● PROBLEM TO SOLVE: Can you update the data below by replacing "photograph" with "image" everywhere it appears, leaving everything else unchanged and omitting the pictures from your answer?

>> BEGIN STORED DATA

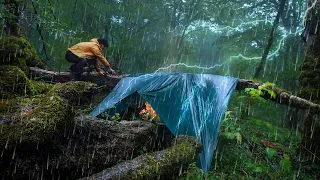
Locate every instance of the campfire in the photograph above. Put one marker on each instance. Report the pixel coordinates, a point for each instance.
(148, 113)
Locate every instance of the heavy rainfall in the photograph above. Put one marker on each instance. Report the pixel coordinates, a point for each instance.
(159, 89)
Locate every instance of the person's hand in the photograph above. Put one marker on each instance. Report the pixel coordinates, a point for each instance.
(102, 73)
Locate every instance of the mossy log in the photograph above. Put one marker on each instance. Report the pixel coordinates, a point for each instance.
(89, 147)
(61, 77)
(282, 96)
(163, 164)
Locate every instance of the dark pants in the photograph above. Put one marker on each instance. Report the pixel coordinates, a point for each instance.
(77, 66)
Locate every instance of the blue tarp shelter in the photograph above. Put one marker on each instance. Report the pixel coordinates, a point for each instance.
(189, 104)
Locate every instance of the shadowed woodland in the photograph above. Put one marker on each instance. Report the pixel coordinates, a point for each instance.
(271, 129)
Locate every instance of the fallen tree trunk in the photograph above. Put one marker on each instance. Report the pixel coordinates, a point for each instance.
(61, 77)
(91, 146)
(282, 96)
(164, 164)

>> END STORED DATA

● SOLUTION TO THIS EXERCISE:
Locate every instance of the campfire in the image above. Put one marker on each instance. Report the pixel coordinates, a point for each instance.
(148, 113)
Locate every instance of the heavy rainfall in the image above. Put one marker on each instance. Report the pixel coordinates, a point for each instance.
(159, 89)
Locate every instance of the person's hand in the image above. Put one marker on each instance. Report the pixel coordinates, a point for each instance.
(102, 73)
Locate every instance of the mossy log in the image above. Put one marker on each instance. Report the pixel coordinates, a point for each instance.
(89, 147)
(61, 77)
(282, 96)
(163, 164)
Locate every instance of the dark pants in the image above. Put one marker on each instance. Report the pixel coordinates, a point for each instance.
(77, 66)
Locate every instance of the blue tarp shelter in the image above. Put one marker on each instance. Report the pixel coordinates, a point for each instance.
(189, 104)
Locate every instance of the shadowed woodland in the image above. Put one marker on each instance. Report the pixel coordinates, a point for each instance.
(271, 129)
Locate every instance of the fallen tree trunk in the image above. Put one marker on each instance. Report the pixel coordinates, a point for each instance.
(61, 77)
(91, 146)
(282, 96)
(164, 164)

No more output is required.